▶ _WHAT THE EXERCISE ASKS_
Leave out the pictures and repeat the rest of the material exactly.

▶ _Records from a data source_
★ ★ ★

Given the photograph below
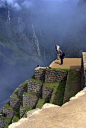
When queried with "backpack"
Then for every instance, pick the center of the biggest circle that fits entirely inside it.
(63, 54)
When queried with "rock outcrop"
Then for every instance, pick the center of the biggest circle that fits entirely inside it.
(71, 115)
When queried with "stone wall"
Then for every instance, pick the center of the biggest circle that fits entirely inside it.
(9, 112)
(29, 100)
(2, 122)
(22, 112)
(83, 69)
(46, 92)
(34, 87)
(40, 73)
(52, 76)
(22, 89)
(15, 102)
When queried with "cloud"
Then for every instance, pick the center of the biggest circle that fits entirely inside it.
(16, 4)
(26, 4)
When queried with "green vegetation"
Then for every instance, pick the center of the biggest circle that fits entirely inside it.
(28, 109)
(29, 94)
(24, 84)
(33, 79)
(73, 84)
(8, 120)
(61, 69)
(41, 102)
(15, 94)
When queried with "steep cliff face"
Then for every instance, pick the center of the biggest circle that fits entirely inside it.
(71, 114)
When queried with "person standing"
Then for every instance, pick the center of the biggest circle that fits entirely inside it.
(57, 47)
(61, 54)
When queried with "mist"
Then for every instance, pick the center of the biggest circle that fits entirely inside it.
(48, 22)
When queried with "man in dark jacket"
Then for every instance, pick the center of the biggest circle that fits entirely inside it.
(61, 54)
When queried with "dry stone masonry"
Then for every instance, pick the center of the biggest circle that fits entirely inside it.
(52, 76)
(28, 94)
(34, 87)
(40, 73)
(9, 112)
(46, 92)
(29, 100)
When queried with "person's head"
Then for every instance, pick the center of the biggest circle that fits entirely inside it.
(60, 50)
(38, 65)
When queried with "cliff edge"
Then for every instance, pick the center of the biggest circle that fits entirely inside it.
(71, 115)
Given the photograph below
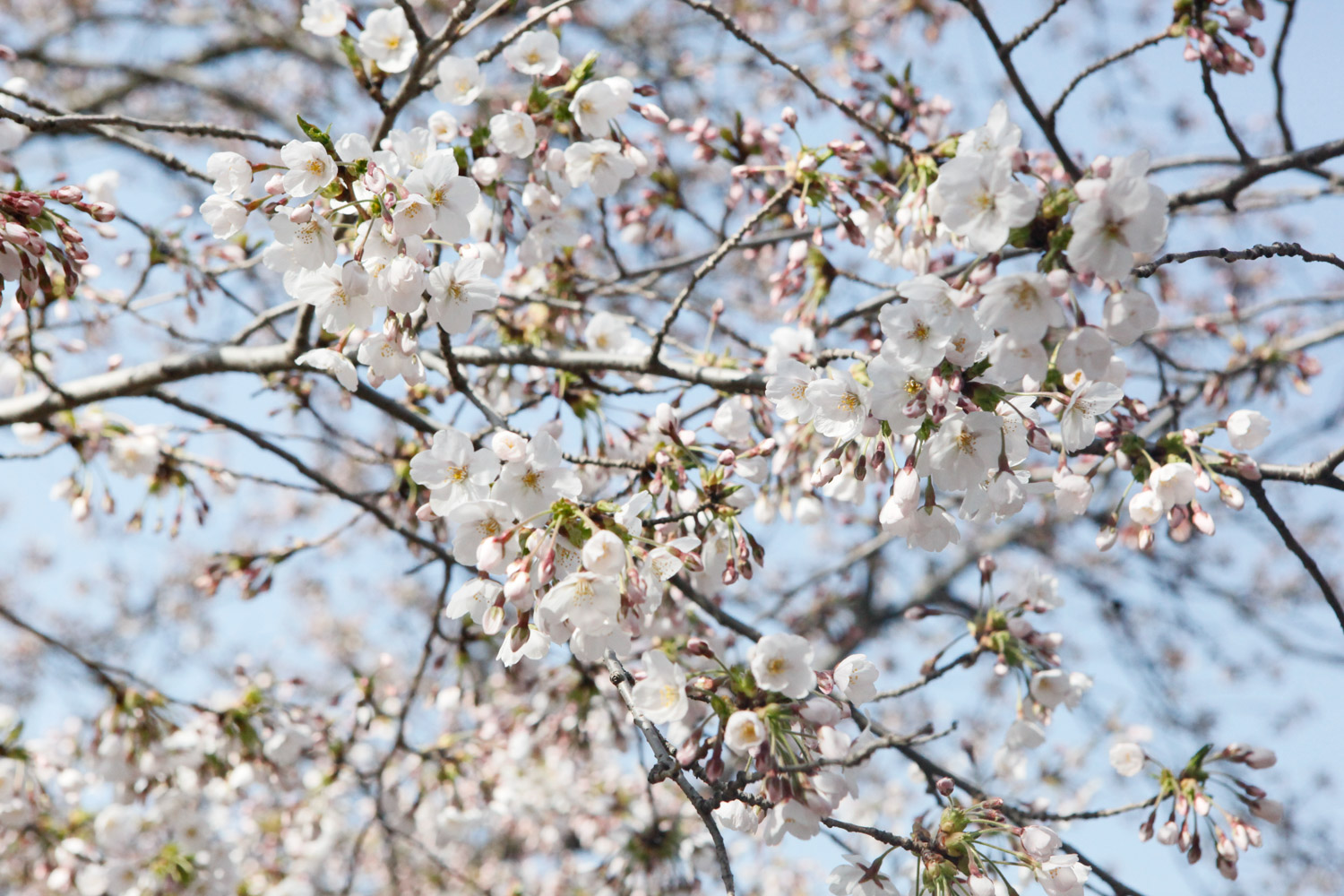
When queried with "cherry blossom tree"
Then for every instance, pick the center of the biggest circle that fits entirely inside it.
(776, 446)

★ ★ ★

▶ _EXERCISE RESULT_
Given the photograph below
When queried with "backpack"
Then for every instance, pick the center of the biggest circle that fits entirely inside it.
(63, 54)
When queried with "rock outcrop"
Then for every instance, pick the center of the biggest circle that fits entirely inside it.
(71, 115)
When queried with "stone wall"
Then for every instance, pick the center of the biggest circle that fits entirely inside it.
(9, 112)
(29, 100)
(2, 122)
(22, 112)
(83, 69)
(46, 92)
(34, 87)
(40, 73)
(52, 76)
(22, 89)
(15, 102)
When queried with "cloud"
Then for every instance, pick the center of the biggest circle that fits entirely inside it.
(16, 4)
(26, 4)
When queried with "green vegetation"
Then for every instance, pick the center of the biggest circle that fits entirely inside it.
(28, 109)
(29, 94)
(24, 84)
(33, 79)
(73, 84)
(8, 120)
(61, 69)
(41, 102)
(15, 94)
When queried with "steep cliff face"
Then for every instance, pick the center of the biggest circle that fits entirely inside it.
(71, 114)
When queried with "person standing"
Then for every instance, pick the center of the biggest circle that fits entirely inside it.
(57, 47)
(61, 54)
When queried with "mist"
Then for every instance, pick the center of the biggest circle that fits entirely inside it.
(48, 22)
When queried with "man in dark jacket"
Then for every instance, pick the center of the biggest circle that fits entirely inside it.
(61, 54)
When queried with "dry stone masonry"
Then for every instance, pick the center of the biggest circle that fits entirely inside it.
(52, 76)
(28, 94)
(34, 87)
(40, 73)
(9, 112)
(46, 92)
(29, 100)
When queried with "person's head"
Then for every instance, pick the center of the biggest circle that fits entirely inside it.
(60, 50)
(38, 65)
When queried with "cliff edge"
Then for every instance, pick the center of the biggest circle that fits entirely inside it.
(71, 115)
Given the photograph below
When queried with "cherry blossom tree"
Then for every instance, pick the center of the biggest circle that fits entirely inside it.
(776, 446)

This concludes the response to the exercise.